Document excerpt
Segment Open
The notion of the importance of “community” in building powerful brands has been around for a long time but, asks Gareth Kay, has the term now become so overused that it has been rendered meaningless?

One of the strange things in the world of marketing is the way we use concepts very loosely when trying to make a precise point. We’ve spent decades throwing around the term ‘brand’ to the point where it has lost almost all meaning. We create new terms like ‘engagement’ and use it interchangeably to mean anything from customer loyalty to the time someone spends watching a video or ‘interacts’ with us by clicking on a like button. Once thoughtful ideas made meaningless by thoughtless use. And I think to this list, we can now add the ‘c’ word – community.

The notion of the importance of ‘community’ in building powerful brands has been around for a long time. In the most fundamental sense, there are brands that are quite literally owned by either their users (think Vanguard or the Green Bay Packers) or by their employees (the John Lewis Partnership). More recently, platforms like Kickstarter and Patreon have created communities of patronage to fund products and culture. And increasingly we are seeing brands be a shared set of beliefs that people buy into. Patagonia is a fantastic example here. All of this feels like community in its truest sense: a group of people unified by a common set of interests, attitudes or goal.

One of the things I’ve noticed speaking with clients is that Airbnb has replaced Nike as the brand reference point du jour. Part of this is, undoubtedly, driven by the cultural cachet the brand has (arguably, a brand that is increasingly at risk of overhanging its business) but it’s also driven by a desire to build a community-driven brand. More and more brands are also referencing the astonishing rise of Glossier in one of the most crowded and competitive marketplaces there is.
Segment Closed
Problem set
A) In the essay on brand community, what does the writer give as the reasons that Airbnb has replaced Nike as the brand reference point clients cite?
B) Name every organization or platform that the essay on brand community gives as an example in the passage ending with community described "in its truest sense."
C) Answer these questions from the essay on brand community.
(i) Who asks whether the term "community" has become so overused that it is meaningless?
(ii) What range of meanings does the writer say "engagement" is used to cover?
(iii) Which brand's rise does the writer describe as astonishing, and in what kind of marketplace did it occur?

Records from a dataset
Segment Open
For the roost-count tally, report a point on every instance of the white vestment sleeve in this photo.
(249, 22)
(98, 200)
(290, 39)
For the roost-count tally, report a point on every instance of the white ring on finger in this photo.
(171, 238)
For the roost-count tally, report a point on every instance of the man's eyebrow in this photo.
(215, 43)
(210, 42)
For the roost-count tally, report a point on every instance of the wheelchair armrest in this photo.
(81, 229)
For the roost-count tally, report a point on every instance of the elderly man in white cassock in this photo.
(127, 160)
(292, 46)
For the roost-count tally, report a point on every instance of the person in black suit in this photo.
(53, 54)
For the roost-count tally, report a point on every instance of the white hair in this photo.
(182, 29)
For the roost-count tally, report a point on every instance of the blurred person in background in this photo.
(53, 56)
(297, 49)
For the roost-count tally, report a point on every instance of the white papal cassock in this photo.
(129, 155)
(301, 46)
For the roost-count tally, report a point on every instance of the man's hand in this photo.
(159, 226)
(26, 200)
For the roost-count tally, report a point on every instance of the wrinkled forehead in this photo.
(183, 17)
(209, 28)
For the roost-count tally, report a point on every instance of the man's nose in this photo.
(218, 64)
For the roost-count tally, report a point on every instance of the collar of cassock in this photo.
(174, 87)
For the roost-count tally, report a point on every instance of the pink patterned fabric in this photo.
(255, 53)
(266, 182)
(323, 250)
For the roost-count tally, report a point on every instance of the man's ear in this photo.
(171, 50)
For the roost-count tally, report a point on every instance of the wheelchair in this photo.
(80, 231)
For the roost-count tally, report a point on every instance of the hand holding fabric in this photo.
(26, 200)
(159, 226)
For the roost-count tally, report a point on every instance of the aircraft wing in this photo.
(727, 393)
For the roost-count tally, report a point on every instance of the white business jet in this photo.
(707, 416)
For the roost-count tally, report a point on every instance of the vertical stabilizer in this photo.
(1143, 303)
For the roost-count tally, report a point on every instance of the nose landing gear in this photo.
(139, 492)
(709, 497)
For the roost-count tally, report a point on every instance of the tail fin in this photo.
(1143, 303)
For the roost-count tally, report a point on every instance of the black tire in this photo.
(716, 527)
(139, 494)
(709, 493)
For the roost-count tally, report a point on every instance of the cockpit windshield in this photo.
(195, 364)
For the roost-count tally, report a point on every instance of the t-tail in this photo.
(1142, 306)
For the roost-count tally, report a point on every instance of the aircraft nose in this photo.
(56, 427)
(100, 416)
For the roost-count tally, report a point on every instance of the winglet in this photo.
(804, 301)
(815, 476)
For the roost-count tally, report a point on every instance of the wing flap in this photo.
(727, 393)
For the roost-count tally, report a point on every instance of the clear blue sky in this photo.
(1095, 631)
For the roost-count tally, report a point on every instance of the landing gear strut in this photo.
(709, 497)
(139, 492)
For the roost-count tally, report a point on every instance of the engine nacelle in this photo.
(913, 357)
Segment Closed
Results for the exercise
A) The writer attributes the shift partly to the cultural cachet the Airbnb brand holds. It is also driven by clients' desire to build a community-driven brand.

B) Vanguard, the Green Bay Packers, the John Lewis Partnership, Kickstarter, Patreon, Patagonia

C)
(i) Gareth Kay.
(ii) Anything from customer loyalty to the time someone spends watching a video or "interacts" by clicking a like button.
(iii) Glossier, in one of the most crowded and competitive marketplaces there is.